### EXERCISE PROMPT
Reproduce verbatim the data from the line containing "Output the exact" through the line containing "box: [932, 606, 960, 635]".

### AVAILABLE DATA
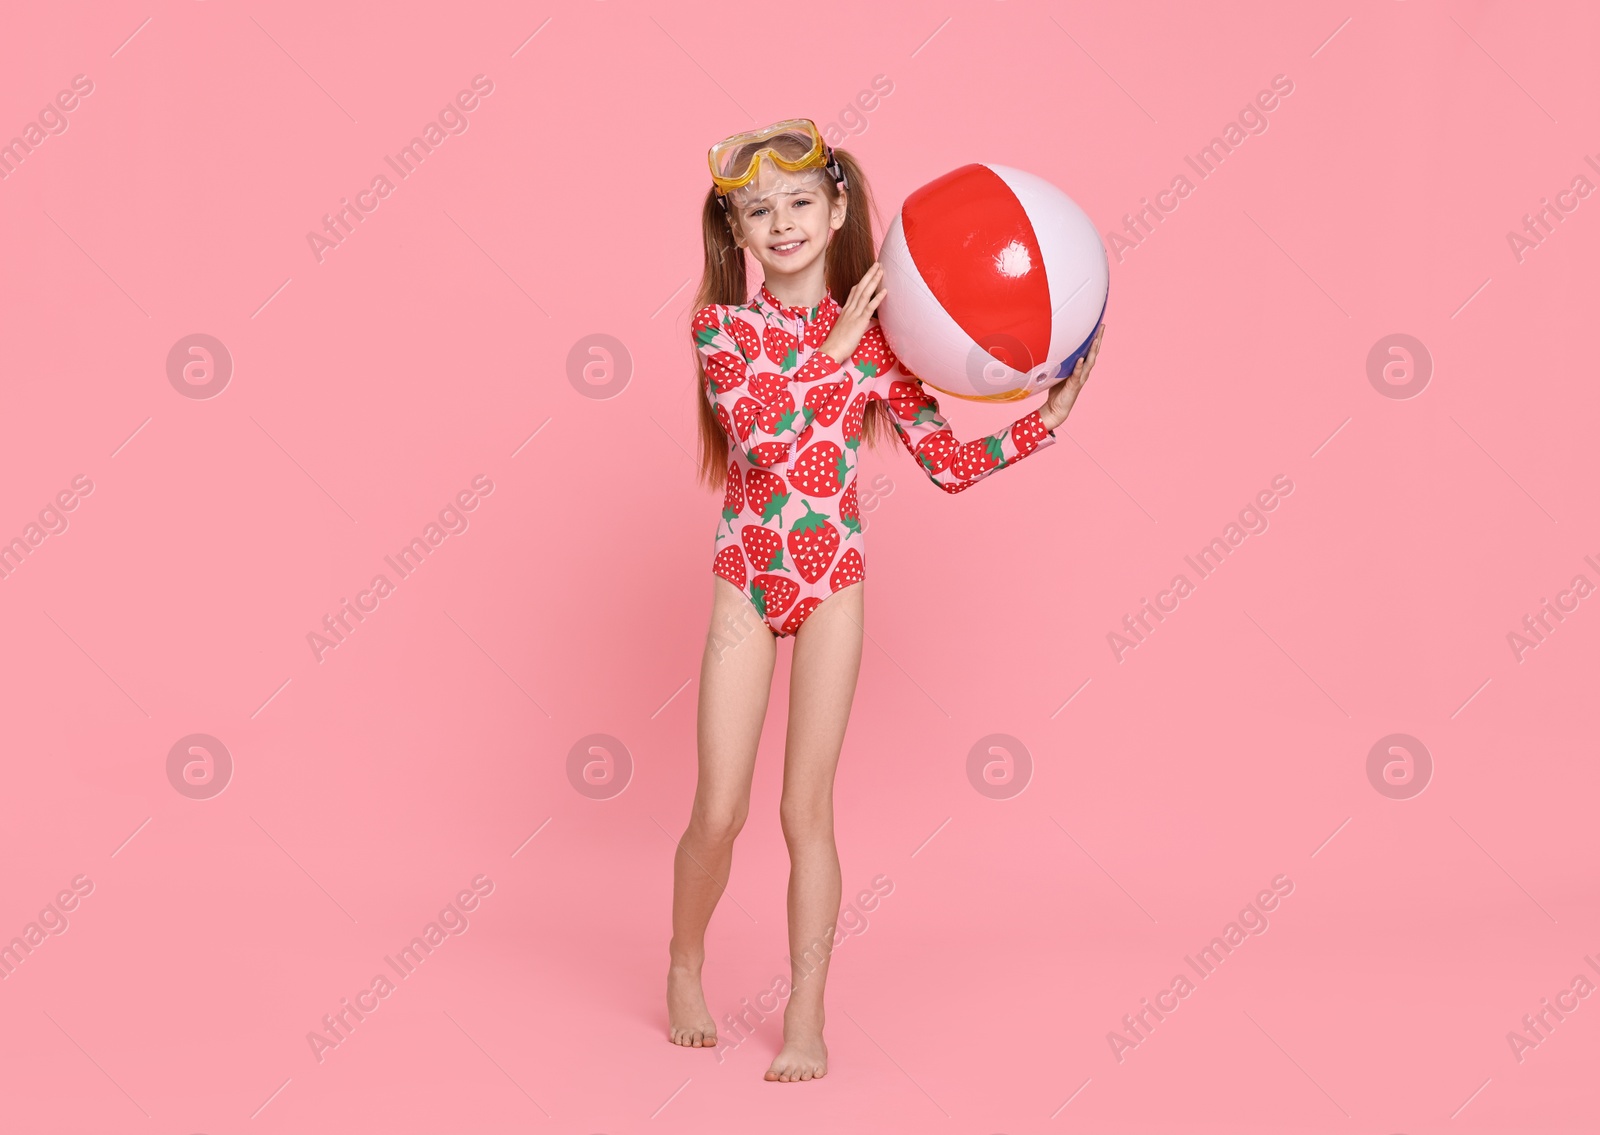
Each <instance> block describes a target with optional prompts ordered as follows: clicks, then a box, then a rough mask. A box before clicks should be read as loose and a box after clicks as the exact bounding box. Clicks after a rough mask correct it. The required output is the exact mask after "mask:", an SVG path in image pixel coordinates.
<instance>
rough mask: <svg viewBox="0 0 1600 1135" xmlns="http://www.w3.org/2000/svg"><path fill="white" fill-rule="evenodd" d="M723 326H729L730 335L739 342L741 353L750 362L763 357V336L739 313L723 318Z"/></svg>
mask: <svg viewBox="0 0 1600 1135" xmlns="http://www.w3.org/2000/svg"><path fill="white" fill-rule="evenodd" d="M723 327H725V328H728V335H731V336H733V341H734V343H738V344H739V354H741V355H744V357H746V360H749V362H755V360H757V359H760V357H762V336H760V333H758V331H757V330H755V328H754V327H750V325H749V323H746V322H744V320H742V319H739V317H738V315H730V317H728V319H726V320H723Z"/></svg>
---
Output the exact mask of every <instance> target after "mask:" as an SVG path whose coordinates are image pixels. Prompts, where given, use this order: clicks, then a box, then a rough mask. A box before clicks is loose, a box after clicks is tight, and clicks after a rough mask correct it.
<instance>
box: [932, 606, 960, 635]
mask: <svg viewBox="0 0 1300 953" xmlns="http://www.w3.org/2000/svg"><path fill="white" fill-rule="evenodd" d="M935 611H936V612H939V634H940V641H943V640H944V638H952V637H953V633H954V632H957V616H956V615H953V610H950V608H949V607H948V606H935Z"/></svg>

### RESPONSE TO THIS EXERCISE
Output the exact mask of every <instance> target after "mask:" as an SVG path whose coordinates are image pixels. Prompts, where given, use this order: clicks, then a box, then a rough mask. A box before clicks is loose, a box after clicks is tight, and clicks after a rough mask correct it.
<instance>
box: [932, 606, 960, 635]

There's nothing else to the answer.